PAGE TEXT
────────────────

Analysing Productivity Change in Vietnamese Garment Industry Using Global Malmquist Index

Abstract

Vietnam is conducting an export-led growth model and labour-intensive industries contributing majorly to the total export value. In the context of Industry 4.0, the labour-based industries are significantly affected; hence, enhancing productivity is the key measure to maintain these industries. The garment industry contributes significantly to the total export value of Vietnam. Based on meta-frontier framework, the approach of data envelopment analysis is used to measure technical efficiency of Vietnamese garment firms and the global Malmquist TFP index is utilised to identify productivity change and its components including efficiency, technology and technical gaps between different groups of firms. The data of Vietnamese garment firms from 2013 to 2018 collected from the Vietnam General Statistic Office is used in this study. The results show that: (i) The total factor productivity of Vietnamese garment firms growth, technical progress is the main contributor; (ii) The private garment sector is the leading group; (iii) There is a large technological gap among Vietnamese garment sectors. The private and FDI garment firms have experienced a growth in all components of total factor productivity change. Meanwhile, technological progress change is the main reason to constrain the productivity growth of state-owned garment firms.

1. Introduction

In recent years, Vietnam has accelerated its integration into the world economy by signing new free trade agreements (FTAs), such as Comprehensive and Progressive Agreement for Trans-Pacific Partnership (CPTPP), Vietnam-Europe Union FTA, Vietnam-South Korean FTA, Vietnam-ASEAN FTA (Nguyen et al, 2020). This strategy advocates the export-led growth model of Vietnam whereas labour intensive industries are the most beneficial (Nguyen et al., 2019; Le et al, 2020).

However, these industries face a number of challenges. The first challenge is from the Industrial Revolution 4.0 in which labourers are possibly replaced by machines and equipment. Consequently, temporary labour-intensive industries will become automatic and require only a small number of labourers. The second is from the competitors in other Asian countries including India, and Bangladesh (Tran, 2012). These countries have also intensified their global connection and have more abundant and cheaper labour forces. To solve these problems and remain competitive, the key solution for Vietnam is to continuously improve the productivity in labour-incentive areas before replacing these low-tech industries by hightech industries.

Textile and garment are the most important labourintensive industries in Vietnam by mainly contributing to the country’s export and economic growth over the last three decades. According to the statistics data of the Vietnam Textile and Garment Association, the average growth rate of export value in the last 5 years stands at 14.74% per year and export turnover in 2018 was 36.2 billion USD, accounting for 16% of Vietnam industrial production value. The textile and garment is the second largest export item of the country following telephone and telephone accessories (Ministry of industry and trade, 2019). Having more than 6,000 large firms and SMEs, the textile and garment industries in Vietnam have created 5% of jobs and accounted for approximately 2.5 million labourers. Vietnam has been ranked at the 4th position among the largest textile and garment exporters in the world (after China, India and Bangladesh) (Tran, 2012).

────────────────

LIST OF TASKS
**A.** Please write out the passage of the garment productivity paper starting with "However, these industries" and going on through "by hightech industries.".
**B.** Decide whether each statement agrees with the garment productivity paper, giving yes or no and quoting the words that settle it: (i) the study uses data on Vietnamese garment firms from 2013 to 2018; (ii) the state-owned garment sector is the leading group; (iii) Vietnam ranks third among the world's largest textile and garment exporters.
The material after this point comes from a separate source.

PROVIDED MATERIAL

────────────────

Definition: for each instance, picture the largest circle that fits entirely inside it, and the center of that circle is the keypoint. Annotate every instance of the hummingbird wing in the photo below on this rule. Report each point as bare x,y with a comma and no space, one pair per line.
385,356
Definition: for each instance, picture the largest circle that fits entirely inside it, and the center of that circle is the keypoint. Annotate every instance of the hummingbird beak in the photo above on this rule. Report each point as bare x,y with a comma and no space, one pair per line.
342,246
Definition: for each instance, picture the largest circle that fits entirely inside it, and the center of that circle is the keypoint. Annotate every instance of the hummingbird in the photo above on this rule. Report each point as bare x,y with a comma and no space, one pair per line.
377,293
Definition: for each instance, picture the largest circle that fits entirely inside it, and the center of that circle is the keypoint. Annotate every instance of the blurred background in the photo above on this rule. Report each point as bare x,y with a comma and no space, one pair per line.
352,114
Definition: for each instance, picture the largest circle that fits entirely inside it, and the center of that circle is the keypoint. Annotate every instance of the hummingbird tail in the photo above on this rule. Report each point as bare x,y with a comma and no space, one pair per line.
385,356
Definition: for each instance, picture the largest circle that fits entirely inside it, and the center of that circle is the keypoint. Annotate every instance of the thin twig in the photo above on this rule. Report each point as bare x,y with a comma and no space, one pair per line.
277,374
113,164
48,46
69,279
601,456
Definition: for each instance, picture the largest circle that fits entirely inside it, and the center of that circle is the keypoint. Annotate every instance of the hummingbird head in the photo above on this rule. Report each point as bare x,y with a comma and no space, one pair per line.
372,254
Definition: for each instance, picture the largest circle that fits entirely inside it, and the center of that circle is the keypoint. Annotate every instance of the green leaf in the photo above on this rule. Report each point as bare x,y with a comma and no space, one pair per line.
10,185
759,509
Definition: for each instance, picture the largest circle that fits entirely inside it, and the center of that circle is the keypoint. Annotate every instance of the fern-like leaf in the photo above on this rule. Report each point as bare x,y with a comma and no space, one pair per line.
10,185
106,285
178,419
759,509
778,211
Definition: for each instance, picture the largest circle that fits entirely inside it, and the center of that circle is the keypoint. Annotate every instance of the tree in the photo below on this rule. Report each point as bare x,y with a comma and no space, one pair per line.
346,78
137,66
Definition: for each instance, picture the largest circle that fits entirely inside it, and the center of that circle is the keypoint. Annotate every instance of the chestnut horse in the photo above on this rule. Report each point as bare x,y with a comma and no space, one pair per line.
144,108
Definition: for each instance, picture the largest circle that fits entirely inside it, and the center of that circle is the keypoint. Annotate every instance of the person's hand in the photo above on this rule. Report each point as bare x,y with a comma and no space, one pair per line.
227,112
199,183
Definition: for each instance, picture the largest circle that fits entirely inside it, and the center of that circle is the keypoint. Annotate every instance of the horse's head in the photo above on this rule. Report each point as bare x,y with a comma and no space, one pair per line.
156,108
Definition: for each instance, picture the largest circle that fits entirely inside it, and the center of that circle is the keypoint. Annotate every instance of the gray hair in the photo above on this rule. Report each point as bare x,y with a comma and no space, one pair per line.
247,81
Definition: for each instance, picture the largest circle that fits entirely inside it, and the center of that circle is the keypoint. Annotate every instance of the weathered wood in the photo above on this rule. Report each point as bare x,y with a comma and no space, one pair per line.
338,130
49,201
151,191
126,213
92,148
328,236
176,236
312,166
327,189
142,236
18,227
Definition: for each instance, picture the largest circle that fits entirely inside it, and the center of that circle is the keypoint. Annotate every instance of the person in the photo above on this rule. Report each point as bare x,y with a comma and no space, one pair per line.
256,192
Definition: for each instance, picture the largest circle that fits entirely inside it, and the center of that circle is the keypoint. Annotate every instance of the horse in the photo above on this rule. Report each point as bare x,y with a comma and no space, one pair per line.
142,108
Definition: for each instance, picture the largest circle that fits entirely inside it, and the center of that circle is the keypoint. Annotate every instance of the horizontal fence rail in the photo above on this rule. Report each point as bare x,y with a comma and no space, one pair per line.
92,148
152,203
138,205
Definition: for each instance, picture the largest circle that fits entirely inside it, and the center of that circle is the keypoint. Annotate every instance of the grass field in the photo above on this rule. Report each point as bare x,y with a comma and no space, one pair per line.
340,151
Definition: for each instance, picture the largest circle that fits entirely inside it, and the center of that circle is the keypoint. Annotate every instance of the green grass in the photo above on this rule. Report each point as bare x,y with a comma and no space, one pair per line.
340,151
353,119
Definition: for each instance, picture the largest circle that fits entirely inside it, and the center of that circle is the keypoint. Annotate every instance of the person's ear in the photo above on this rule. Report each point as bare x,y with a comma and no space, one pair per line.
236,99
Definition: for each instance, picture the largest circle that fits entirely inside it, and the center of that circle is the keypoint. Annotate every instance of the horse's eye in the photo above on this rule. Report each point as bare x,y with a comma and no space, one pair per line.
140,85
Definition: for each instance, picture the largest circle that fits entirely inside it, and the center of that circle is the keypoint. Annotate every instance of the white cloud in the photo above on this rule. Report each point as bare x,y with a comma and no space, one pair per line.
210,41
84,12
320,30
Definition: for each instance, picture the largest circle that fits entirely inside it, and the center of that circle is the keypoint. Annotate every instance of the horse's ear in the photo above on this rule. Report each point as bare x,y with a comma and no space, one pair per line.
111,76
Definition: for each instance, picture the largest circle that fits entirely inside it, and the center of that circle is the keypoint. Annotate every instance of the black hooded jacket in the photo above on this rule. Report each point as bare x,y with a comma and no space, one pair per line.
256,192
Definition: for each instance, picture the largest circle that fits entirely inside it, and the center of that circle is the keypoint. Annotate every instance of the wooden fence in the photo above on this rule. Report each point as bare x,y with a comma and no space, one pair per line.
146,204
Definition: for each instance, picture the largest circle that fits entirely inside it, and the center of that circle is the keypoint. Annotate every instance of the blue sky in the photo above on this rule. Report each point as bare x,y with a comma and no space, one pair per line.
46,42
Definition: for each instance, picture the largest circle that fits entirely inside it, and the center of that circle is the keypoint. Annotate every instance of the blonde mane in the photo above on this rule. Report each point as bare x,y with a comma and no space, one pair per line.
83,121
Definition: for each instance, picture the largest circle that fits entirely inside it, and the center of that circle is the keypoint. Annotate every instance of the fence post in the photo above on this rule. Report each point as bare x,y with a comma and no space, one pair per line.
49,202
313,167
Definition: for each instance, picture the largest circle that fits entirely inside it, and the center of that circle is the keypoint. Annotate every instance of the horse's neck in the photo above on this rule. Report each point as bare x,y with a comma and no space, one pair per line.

────────────────

RESULTS OF THE TASKS
**A.**
However, these industries face a number of challenges. The first challenge is from the Industrial Revolution 4.0 in which labourers are possibly replaced by machines and equipment. Consequently, temporary labour-intensive industries will become automatic and require only a small number of labourers. The second is from the competitors in other Asian countries including India, and Bangladesh (Tran, 2012). These countries have also intensified their global connection and have more abundant and cheaper labour forces. To solve these problems and remain competitive, the key solution for Vietnam is to continuously improve the productivity in labour-incentive areas before replacing these low-tech industries by hightech industries.

**B.**
(i) Yes: "The data of Vietnamese garment firms from 2013 to 2018 collected from the Vietnam General Statistic Office is used in this study."
(ii) No: "The private garment sector is the leading group"
(iii) No: "Vietnam has been ranked at the 4th position among the largest textile and garment exporters in the world"